>> start EXTRACT TO READ
Of course, several years ago after I decided to get in shape, I tried cycle commuting and really enjoyed it (about 15 miles each way). But I could only pull it off about once a week or so (in order to make good time, it left me mostly worthless at work all day). Coming up, after I move in a month I'll be about 23 miles from work. Adding a hub motor will allow me to not only make the commute in just over an hour, but it will leave me less exhausted (I plan on still putting in some human power, but I won't have to over do it). The good thing though, is by adding electric power to a bicycle, it will get me on it much more often so I'll end up getting even more exercise than without power.
I built an ebike last year to do something similar to OP. I rode my bike (a full suspension mountain bike) a couple times, but found that 20 miles was just too far to cover for a commute. With the ebike, I am still pedaling and getting exercise, but it takes me 50 minutes instead of 90. Still a tad longer than it would take in my car, but I am definitely getting a decent workout (determined by how sweaty I am before I shower). Even if I only burn half the calories, I am getting nearly 2 hours of exercise a day I wouldn't have gotten otherwise, and am not adding much time to my commute.
>> end EXTRACT TO READ
Write out the e-bike commuting posts above in full, word for word.
>> start INFORMATION SHOWN
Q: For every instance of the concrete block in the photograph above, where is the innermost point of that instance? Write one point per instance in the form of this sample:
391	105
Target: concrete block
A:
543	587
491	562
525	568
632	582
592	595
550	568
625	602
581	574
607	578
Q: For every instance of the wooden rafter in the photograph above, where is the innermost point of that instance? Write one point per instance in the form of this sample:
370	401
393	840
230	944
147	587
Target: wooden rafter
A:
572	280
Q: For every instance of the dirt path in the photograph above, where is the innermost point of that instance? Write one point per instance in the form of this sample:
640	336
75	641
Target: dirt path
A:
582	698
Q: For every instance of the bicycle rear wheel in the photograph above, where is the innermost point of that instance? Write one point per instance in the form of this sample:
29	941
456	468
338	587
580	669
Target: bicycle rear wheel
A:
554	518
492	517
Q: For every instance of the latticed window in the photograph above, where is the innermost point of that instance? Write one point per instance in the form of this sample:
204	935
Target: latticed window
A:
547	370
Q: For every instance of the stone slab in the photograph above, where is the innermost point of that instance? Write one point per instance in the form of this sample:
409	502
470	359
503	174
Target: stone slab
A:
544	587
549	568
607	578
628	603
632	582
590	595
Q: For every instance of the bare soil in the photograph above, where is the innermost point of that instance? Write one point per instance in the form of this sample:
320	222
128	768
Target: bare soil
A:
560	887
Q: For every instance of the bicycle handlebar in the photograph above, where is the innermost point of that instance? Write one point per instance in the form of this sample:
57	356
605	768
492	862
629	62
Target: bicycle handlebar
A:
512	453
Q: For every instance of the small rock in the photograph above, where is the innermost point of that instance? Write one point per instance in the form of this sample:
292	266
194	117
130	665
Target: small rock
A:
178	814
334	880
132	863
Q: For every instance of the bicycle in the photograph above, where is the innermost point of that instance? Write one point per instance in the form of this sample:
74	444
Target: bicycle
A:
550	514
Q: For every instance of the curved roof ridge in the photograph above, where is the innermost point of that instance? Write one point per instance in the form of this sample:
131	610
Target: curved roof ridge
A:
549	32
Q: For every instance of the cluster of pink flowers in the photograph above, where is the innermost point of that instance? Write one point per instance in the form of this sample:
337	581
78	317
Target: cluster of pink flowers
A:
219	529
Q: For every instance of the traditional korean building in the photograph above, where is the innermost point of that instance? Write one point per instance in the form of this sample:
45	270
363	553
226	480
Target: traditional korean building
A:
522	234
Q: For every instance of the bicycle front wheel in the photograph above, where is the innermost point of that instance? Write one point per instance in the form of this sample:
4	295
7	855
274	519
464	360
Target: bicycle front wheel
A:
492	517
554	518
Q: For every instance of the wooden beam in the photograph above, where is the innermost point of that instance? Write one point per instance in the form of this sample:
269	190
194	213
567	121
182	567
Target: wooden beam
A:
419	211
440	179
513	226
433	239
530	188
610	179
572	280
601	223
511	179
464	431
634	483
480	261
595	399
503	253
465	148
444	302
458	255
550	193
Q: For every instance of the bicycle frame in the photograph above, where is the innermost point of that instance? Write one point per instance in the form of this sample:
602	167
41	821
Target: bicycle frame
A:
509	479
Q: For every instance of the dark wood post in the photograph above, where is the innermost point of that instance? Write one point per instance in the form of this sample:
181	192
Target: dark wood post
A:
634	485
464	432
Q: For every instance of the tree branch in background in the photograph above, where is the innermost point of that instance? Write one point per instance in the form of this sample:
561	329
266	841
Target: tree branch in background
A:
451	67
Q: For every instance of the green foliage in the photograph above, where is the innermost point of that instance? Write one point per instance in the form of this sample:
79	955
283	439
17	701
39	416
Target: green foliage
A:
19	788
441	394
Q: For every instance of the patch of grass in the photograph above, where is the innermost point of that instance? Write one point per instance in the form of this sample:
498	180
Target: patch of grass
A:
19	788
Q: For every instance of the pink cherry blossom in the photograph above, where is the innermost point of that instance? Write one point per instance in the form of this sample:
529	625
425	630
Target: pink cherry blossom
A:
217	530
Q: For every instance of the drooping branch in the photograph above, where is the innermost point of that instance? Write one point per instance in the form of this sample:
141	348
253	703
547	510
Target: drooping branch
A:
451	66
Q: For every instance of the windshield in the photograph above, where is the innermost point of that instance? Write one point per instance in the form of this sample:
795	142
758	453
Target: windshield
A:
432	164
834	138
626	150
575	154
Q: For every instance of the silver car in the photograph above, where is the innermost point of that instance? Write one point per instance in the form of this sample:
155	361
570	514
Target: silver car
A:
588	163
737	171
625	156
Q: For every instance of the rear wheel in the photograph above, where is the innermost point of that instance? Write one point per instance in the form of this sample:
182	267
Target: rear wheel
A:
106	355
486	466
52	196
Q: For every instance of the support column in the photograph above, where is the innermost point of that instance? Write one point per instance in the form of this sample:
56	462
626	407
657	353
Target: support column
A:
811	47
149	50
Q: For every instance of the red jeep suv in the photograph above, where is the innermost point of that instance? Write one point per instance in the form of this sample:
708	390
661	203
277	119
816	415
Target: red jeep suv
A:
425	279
>> end INFORMATION SHOWN
## [CORRECT OUTPUT]
Of course, several years ago after I decided to get in shape, I tried cycle commuting and really enjoyed it (about 15 miles each way). But I could only pull it off about once a week or so (in order to make good time, it left me mostly worthless at work all day). Coming up, after I move in a month I'll be about 23 miles from work. Adding a hub motor will allow me to not only make the commute in just over an hour, but it will leave me less exhausted (I plan on still putting in some human power, but I won't have to over do it). The good thing though, is by adding electric power to a bicycle, it will get me on it much more often so I'll end up getting even more exercise than without power.
I built an ebike last year to do something similar to OP. I rode my bike (a full suspension mountain bike) a couple times, but found that 20 miles was just too far to cover for a commute. With the ebike, I am still pedaling and getting exercise, but it takes me 50 minutes instead of 90. Still a tad longer than it would take in my car, but I am definitely getting a decent workout (determined by how sweaty I am before I shower). Even if I only burn half the calories, I am getting nearly 2 hours of exercise a day I wouldn't have gotten otherwise, and am not adding much time to my commute.